> Treść zadania a: Wypisz z poniższych wpisów każdy wiersz, w którym występuje ciąg znaków „shorts”. Uwzględnij wielkość liter.

> Fragment tekstu:
◇ ◇ ◇ ◇ ◇ ◇ ◇
List Generała z okazji Uroczystości Matki Bożej z Góry Karmel 2022

18 lipca 2022
List Generała

Z Maryją, Siostrą: Nadzieja i droga – list do całego Zakonu z okazji Uroczystości Matki Bożej z Góry Karmel 2022

Maryja, niedokończony obraz, doświadczenie przez które trzeba przejść, przemyśleć, przeżyć na nowo

W klasztorze Batuecas (Salamanka – Hiszpania), wchodząc na górę w kierunku kaplicy, znajdujemy wiszącą na ścianie niedokończoną ikonę Maryi. Ze słojów drzewa historii, z rzeczywistości naszej historii… wyłania się piękne oblicze Maryi, które celowo nie zostało ukończone. Maryja jest obecnością zakorzenioną w głębi naszego człowieczeństwa. Maryja jest możliwa, ponieważ pozwoliła Ojcu namalować swój obraz na jej ciele i w jej krwi. Ona użycza Bogu, dla Jego dzieła zbawienia, dyspozycyjności swojego TAK, bez wymówek. Obraz Maryi w Karmelu jest niepełny i pozwala się uzupełniać każdego dnia w doświadczeniu swoich synów i córek. Codziennie odkrywamy coś pięknego w duszy Maryi. Nigdy nie jest obrazem skończonym, tak samo jak zawsze rodzi się Bóg, dlatego zawsze zaskakuje i staje się nowym w oczach dziecka, które widzi wszystko po raz pierwszy.

I tak jak mistyk lub prawdziwie wierzący nie twierdzi, że posiada Boga w swoich myślach, ideach czy nabożeństwach, tak maryjne życie w Karmelu jest nieustannym wezwaniem, aby przeżywać doświadczenie drogi Maryi, która na każdym kroku godzi się na to, aby być poruszoną i oświeconą przez tego Boga, który stał się człowiekiem w jej łonie i prowadzi ją dokąd ona nie wie, i który pozwala być niesiony przez nią, idącą drżącym krokiem delikatnej i silnej, pokornej i odważnej kobiety.

Tak widzi nas Bóg, patrzy na nas zawsze po raz pierwszy. Sprawia, że ​​rodzimy się w jego spojrzeniu. Chciałbym skierować zaproszenie do całego Zakonu i zachęcić Was do przygody uzupełniania obrazu Maryi poprzez doświadczenia intymności, wejścia w samo życie Ave Maria, poprzez stawanie się uczestnikami historii splecionej w łonie Maryi, pozwalając na to, by Ona objawiająca się każdego dnia, kształtowała w nas wizerunek swojego Syna.
◇ ◇ ◇ ◇ ◇ ◇ ◇
> Fragmenty wpisów:
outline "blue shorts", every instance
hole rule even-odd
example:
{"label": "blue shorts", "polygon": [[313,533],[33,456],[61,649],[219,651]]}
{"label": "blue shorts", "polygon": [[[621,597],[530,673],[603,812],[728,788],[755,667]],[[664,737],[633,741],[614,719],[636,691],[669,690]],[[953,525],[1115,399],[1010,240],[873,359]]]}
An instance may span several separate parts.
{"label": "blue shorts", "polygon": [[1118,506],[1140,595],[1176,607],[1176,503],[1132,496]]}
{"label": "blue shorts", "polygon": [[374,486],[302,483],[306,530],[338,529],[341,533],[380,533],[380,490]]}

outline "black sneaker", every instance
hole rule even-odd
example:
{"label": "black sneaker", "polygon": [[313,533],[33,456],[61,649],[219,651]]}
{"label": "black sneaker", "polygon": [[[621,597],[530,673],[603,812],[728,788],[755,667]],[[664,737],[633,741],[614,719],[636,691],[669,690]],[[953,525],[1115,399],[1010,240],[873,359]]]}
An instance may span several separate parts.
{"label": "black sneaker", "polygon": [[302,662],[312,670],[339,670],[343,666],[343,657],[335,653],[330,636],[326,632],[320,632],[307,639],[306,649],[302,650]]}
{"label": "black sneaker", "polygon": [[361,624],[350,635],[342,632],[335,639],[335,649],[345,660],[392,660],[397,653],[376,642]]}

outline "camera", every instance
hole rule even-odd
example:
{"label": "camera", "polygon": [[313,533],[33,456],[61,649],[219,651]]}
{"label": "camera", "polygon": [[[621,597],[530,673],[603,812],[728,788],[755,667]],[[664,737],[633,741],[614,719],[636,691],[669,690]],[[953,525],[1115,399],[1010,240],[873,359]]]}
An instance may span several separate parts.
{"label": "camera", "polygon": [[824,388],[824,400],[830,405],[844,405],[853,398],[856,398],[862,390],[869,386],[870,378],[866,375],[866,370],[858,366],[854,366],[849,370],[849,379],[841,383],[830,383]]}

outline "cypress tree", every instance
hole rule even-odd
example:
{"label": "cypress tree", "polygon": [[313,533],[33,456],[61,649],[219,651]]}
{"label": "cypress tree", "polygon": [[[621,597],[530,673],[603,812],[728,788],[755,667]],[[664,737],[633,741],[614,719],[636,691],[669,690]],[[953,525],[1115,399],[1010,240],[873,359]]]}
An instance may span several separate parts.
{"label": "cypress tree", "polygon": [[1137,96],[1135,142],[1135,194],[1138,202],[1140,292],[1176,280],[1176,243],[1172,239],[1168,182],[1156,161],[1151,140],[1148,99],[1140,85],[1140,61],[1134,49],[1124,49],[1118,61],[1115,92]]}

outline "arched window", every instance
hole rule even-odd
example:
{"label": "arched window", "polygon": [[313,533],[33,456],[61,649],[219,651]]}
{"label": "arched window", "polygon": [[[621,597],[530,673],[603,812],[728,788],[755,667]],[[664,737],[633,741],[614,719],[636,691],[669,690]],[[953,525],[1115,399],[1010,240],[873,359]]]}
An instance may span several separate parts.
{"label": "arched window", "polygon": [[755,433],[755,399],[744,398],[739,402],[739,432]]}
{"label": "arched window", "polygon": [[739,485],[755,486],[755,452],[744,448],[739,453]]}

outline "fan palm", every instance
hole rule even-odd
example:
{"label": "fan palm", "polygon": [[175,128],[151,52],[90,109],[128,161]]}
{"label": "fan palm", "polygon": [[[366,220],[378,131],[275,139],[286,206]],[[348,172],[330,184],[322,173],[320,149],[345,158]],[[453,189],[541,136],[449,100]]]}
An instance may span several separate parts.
◇ ◇ ◇ ◇ ◇ ◇ ◇
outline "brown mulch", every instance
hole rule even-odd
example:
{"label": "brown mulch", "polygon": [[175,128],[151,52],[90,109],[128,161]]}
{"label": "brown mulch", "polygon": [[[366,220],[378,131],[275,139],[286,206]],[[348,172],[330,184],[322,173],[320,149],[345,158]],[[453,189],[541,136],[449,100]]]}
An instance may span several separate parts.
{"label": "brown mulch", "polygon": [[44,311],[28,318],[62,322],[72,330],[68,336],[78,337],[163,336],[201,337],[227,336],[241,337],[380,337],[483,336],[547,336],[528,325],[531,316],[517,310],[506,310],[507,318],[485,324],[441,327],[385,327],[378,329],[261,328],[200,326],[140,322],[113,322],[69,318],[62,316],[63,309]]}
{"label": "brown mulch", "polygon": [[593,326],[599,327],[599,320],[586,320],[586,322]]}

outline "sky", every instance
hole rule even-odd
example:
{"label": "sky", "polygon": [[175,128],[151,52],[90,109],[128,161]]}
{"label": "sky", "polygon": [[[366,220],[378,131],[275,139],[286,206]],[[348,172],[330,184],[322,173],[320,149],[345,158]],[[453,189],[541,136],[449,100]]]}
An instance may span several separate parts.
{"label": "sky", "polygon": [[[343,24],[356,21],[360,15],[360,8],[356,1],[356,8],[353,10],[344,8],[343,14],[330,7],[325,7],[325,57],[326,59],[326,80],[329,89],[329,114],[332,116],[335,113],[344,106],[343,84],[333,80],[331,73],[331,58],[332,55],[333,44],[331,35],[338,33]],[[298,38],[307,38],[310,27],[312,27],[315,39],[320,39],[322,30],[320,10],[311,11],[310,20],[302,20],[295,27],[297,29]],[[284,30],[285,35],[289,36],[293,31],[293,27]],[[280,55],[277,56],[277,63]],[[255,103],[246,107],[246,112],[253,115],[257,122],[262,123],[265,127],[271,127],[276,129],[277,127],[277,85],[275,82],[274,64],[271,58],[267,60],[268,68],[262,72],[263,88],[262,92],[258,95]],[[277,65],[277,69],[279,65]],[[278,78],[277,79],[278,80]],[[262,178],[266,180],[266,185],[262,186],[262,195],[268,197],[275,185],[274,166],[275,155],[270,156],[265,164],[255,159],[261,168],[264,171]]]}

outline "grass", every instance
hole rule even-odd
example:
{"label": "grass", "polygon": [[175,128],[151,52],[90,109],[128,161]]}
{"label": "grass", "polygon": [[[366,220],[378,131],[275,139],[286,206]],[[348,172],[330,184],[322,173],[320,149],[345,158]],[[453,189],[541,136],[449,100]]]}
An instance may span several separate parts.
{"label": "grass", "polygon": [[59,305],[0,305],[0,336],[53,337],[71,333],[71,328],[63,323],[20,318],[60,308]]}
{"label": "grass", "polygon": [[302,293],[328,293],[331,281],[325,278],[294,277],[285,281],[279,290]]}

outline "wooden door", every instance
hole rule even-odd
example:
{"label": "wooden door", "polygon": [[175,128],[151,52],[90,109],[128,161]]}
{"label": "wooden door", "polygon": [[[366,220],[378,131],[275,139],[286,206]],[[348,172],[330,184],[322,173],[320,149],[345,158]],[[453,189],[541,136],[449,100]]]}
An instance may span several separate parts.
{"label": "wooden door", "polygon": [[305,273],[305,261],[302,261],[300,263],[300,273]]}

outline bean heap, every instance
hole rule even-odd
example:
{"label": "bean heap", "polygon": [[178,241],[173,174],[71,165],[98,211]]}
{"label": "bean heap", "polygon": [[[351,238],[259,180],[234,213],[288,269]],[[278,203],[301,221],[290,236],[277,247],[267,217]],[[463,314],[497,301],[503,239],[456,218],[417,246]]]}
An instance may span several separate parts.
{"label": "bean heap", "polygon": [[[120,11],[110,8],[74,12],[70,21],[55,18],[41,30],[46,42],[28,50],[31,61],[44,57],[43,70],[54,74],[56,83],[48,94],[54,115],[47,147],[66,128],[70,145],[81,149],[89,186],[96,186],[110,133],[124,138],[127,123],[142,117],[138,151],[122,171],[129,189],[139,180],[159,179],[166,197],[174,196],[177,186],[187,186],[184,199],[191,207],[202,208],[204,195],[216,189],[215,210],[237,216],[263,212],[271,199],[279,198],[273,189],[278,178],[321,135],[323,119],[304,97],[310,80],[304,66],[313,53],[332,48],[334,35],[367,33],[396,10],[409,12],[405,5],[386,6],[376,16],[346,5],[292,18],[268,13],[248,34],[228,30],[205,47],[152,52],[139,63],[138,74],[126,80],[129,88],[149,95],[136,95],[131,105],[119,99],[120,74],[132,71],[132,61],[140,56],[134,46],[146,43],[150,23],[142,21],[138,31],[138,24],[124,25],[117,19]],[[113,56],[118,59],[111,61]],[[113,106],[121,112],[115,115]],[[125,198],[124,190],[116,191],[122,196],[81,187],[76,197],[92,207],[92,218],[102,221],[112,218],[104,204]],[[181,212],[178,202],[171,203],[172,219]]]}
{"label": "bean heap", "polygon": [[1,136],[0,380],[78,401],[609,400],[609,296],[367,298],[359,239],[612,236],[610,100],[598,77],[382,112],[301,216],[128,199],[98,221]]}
◇ ◇ ◇ ◇ ◇ ◇ ◇
> Treść zadania b: Przytocz dosłownie fragment listu o Maryi zamieszczonego powyżej, od słów „Tak widzi nas Bóg, patrzy” aż do słów „wizerunek swojego Syna.” włącznie.

> Pełne rozwiązanie a:
outline "blue shorts", every instance
{"label": "blue shorts", "polygon": [[313,533],[33,456],[61,649],[219,651]]}
{"label": "blue shorts", "polygon": [[[621,597],[530,673],[603,812],[728,788],[755,667]],[[664,737],[633,741],[614,719],[636,691],[669,690]],[[953,525],[1115,399],[1010,240],[873,359]]]}
{"label": "blue shorts", "polygon": [[1118,506],[1140,595],[1176,607],[1176,503],[1132,496]]}
{"label": "blue shorts", "polygon": [[374,486],[302,483],[306,530],[338,529],[341,533],[380,533],[380,490]]}

> Pełne rozwiązanie b:
Tak widzi nas Bóg, patrzy na nas zawsze po raz pierwszy. Sprawia, że ​​rodzimy się w jego spojrzeniu. Chciałbym skierować zaproszenie do całego Zakonu i zachęcić Was do przygody uzupełniania obrazu Maryi poprzez doświadczenia intymności, wejścia w samo życie Ave Maria, poprzez stawanie się uczestnikami historii splecionej w łonie Maryi, pozwalając na to, by Ona objawiająca się każdego dnia, kształtowała w nas wizerunek swojego Syna.